Signal Watch Watches: Last of the Mohicans (1992)

If you've seen this movie, what you'll primarily remember is Daniel Day-Lewis running around the woods outside of Asheville, North Carolina with a musket in one hand and a hatchet in the other.  That's because this is the movie about the toughest long distance runner to ever cross the screen.

I've tried to read the book of Last of the Mohicans at least twice and wasn't able to get past the period prose, so maybe it's time to try again.  The movie is a pretty interesting look into a corner of the seemingly interminable French Indian War that preceded the Revolutionary War by more than a decade, and lays the groundwork for why colonists would have bucked a bit at the yolk of their British lords.

he's running at you before you even start the movie

Director Michael Mann is far better known for his stylish noir cop movies and TV shows like Miami Vice, Heat and Manhunter, but he applies his same eye for detail and what has often been visual oddity turned to wide shots and stills that echo American master painters (see: Hudson River School, including Cole's "Scene from the Last of the Mohicans") covering the pre-industrialized landscape.  Mann got the difference between the controlled world of the British and their utter lack of understanding of the frontier itself, the settlers who'd chosen to carve out new lives in the unknown, and the lives of the natives they were so disrupting.  Mann keeps all of that in play, and Daniel Day-Lewis's Hawkeye is an excellent counterbalance for all these forces as the unlikely white child raised by natives.

now he's running over there...
The film is often brutal, not putting a romantic spin on either European-style warfare of the time with its rules of engagement (the surrender of Munro is handled a bit how you read these surrenders taking place between respectable gentlemen), and gets downright grim when the British troops amble into the guerrila-style tactics of the natives.  Hatchet swinging and musket firing can be some nasty business.  And, folks, this is how we carved up the East Coast.
----
Complete the following:
1. Answer these questions from the movie review:
(a) Near what city does Daniel Day-Lewis run through the woods?
(b) What war does the movie look into?
(c) What painting by Cole does the review cite?
2. Can you duplicate the movie review from "he's running at" up to and including "running over there..."?
The records are separate material and have no connection to the movie review.
----
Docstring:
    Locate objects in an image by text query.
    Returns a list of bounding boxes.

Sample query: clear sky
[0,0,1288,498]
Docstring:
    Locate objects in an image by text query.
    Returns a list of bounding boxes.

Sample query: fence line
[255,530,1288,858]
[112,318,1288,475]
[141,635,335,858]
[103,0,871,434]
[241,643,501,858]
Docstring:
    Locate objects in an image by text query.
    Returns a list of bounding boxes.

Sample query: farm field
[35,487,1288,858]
----
Completed exercise:
1.
(a) Asheville, North Carolina
(b) The French Indian War
(c) "Scene from the Last of the Mohicans"

2.
he's running at you before you even start the movie

Director Michael Mann is far better known for his stylish noir cop movies and TV shows like Miami Vice, Heat and Manhunter, but he applies his same eye for detail and what has often been visual oddity turned to wide shots and stills that echo American master painters (see: Hudson River School, including Cole's "Scene from the Last of the Mohicans") covering the pre-industrialized landscape.  Mann got the difference between the controlled world of the British and their utter lack of understanding of the frontier itself, the settlers who'd chosen to carve out new lives in the unknown, and the lives of the natives they were so disrupting.  Mann keeps all of that in play, and Daniel Day-Lewis's Hawkeye is an excellent counterbalance for all these forces as the unlikely white child raised by natives.

now he's running over there...